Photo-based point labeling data
______

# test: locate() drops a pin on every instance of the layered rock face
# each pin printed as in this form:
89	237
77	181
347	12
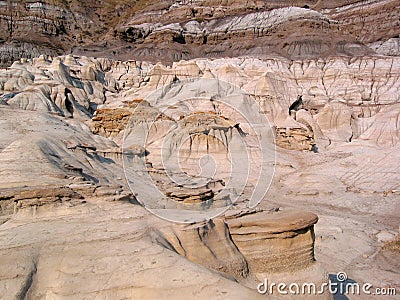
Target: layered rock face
84	116
189	29
275	242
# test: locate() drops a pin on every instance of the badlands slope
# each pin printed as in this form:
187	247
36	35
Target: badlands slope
76	230
282	119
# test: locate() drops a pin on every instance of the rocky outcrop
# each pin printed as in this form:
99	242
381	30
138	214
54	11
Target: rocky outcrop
208	244
189	29
274	241
247	243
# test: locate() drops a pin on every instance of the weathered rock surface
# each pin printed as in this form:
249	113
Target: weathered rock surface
189	29
67	152
275	241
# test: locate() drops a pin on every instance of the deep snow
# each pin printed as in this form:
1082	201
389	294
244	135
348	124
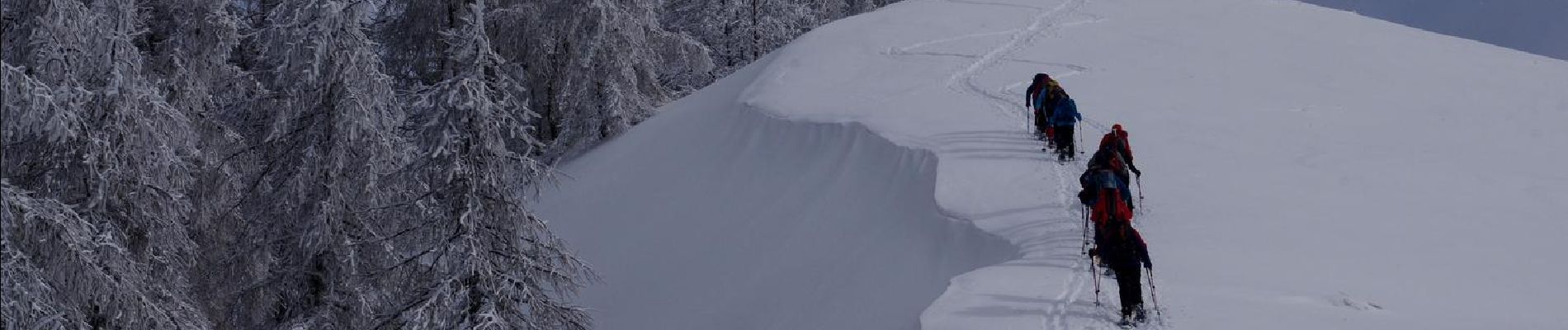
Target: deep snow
1306	169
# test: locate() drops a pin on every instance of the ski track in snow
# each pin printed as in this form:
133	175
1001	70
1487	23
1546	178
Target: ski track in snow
1057	314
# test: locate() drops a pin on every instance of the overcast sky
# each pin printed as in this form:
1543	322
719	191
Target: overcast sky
1531	26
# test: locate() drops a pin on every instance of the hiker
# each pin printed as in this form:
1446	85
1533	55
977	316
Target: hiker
1122	249
1104	196
1112	165
1062	120
1035	96
1117	141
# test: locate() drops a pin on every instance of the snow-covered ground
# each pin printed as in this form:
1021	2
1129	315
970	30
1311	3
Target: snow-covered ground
1306	169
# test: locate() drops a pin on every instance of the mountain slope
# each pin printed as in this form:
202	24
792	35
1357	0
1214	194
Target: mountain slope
1306	169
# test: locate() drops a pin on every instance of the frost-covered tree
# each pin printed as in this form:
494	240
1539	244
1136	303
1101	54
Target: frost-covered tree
327	163
319	143
96	169
601	66
470	252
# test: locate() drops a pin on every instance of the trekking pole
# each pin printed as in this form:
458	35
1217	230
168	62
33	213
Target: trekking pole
1139	179
1093	271
1085	229
1155	296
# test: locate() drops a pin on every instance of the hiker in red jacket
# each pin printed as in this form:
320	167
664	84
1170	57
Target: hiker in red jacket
1117	141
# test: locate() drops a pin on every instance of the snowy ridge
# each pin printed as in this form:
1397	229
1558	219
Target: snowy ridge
1306	169
720	216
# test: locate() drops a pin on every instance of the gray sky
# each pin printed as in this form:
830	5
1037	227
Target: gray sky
1531	26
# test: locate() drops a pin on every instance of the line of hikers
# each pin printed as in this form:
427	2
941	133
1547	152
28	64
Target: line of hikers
1106	195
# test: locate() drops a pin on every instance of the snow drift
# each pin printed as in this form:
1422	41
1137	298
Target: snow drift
1306	169
719	216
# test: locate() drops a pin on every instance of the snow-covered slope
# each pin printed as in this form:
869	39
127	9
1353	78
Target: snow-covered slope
1306	169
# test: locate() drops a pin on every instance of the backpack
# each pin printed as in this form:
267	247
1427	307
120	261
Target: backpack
1109	158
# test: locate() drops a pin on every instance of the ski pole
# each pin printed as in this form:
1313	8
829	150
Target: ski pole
1093	271
1155	295
1085	229
1139	179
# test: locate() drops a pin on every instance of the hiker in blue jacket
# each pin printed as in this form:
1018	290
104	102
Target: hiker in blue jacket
1062	120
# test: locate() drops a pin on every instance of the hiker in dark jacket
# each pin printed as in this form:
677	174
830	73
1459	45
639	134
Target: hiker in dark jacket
1122	249
1034	97
1062	120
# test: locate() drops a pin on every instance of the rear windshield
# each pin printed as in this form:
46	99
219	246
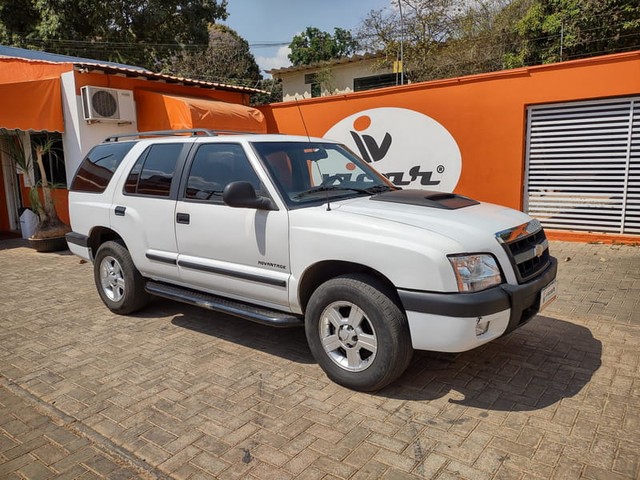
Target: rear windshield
97	168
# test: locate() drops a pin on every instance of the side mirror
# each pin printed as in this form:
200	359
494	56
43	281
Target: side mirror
243	195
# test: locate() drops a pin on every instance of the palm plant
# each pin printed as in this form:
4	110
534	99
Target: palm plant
49	224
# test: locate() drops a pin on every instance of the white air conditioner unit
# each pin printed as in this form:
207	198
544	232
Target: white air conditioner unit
108	105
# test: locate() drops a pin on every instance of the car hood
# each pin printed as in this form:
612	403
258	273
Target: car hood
462	221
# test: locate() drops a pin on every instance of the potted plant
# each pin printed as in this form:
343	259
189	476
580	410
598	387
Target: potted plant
50	232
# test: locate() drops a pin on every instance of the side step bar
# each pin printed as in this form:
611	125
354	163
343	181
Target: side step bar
265	316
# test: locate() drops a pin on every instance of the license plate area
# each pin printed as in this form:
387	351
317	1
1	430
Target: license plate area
548	294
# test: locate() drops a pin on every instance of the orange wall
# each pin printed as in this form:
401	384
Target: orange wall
126	83
486	114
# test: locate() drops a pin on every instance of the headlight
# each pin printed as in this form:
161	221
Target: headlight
475	272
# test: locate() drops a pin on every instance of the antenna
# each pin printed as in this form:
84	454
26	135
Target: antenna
302	118
309	138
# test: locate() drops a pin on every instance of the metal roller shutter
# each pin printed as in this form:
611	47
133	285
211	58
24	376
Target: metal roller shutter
583	165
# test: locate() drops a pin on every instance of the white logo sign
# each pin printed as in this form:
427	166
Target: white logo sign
409	148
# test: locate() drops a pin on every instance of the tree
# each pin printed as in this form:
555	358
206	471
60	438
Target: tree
557	30
421	27
49	224
137	32
227	59
447	38
314	46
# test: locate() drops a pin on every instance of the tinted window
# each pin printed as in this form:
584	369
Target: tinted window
153	172
97	168
214	167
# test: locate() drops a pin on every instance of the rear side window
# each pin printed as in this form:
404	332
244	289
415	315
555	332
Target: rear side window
98	167
153	172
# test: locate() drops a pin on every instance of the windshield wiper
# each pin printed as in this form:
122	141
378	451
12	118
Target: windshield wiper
326	188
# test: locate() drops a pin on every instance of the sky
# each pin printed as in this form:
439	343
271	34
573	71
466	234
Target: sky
277	21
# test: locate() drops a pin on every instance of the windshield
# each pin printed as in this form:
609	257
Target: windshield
310	172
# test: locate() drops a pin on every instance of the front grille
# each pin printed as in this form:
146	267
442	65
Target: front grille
528	252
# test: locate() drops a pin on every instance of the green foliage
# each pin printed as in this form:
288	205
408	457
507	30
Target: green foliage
314	46
137	32
557	30
448	38
227	59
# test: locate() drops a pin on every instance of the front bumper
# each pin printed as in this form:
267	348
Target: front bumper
446	321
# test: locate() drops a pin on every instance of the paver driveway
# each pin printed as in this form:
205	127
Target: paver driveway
179	392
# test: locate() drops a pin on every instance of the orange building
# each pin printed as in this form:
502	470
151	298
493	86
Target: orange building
560	141
79	102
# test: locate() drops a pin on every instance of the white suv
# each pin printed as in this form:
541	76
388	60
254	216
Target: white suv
290	231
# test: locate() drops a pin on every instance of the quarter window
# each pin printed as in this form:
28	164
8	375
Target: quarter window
98	167
153	172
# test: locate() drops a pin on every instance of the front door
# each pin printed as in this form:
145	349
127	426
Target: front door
241	253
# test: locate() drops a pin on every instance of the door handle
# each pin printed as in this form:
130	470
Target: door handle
182	218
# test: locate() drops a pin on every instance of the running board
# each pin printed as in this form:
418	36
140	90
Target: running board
265	316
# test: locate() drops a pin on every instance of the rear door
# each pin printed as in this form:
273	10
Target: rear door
143	210
237	252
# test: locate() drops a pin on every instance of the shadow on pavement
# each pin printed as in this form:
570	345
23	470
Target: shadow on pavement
534	367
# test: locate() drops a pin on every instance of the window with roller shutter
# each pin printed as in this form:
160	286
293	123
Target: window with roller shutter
583	165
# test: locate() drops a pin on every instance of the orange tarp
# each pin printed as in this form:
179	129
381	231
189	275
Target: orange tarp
162	111
31	95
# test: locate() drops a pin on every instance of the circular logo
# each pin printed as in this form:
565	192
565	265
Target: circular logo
409	148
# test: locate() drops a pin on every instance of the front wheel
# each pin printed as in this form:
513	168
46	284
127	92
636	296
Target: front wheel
119	283
357	333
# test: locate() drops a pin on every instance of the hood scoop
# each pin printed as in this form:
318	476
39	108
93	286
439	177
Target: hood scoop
426	198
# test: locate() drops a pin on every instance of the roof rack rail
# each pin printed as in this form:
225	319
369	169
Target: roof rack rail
163	133
166	133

______

What is expected:
Starting at the line that contains "the window with roller shutter", print every line through the end of the listing, word for word. Leave out all the rest.

Complete response:
# test: locate() drops a pin on every instance of the window with roller shutter
# each pin printed as in this form:
160	286
293	123
Target: window with roller shutter
583	165
# test: locate() drops a pin on every instance of the orange tarp
# each pin printed as in this form:
179	129
381	231
189	275
Target: orange tarp
162	111
31	95
# test: locate() drops a pin on every instance of the circular logo
# each pin printed as in this form:
565	192
565	265
Target: circular logo
409	148
# test: locate() drops a pin on every instance of the front wheel
# each pin printed as in this form:
513	168
46	284
127	92
636	296
Target: front wheel
119	283
357	333
# test: locate() drops a pin on every instance of the hood scoop
# each pin printed as in this form:
318	476
39	108
93	286
439	177
Target: hood scoop
426	198
# test: locate() drops a pin on every instance of the roof rack rail
# each pin printed as in this form:
225	319
369	169
Target: roof rack rail
163	133
166	133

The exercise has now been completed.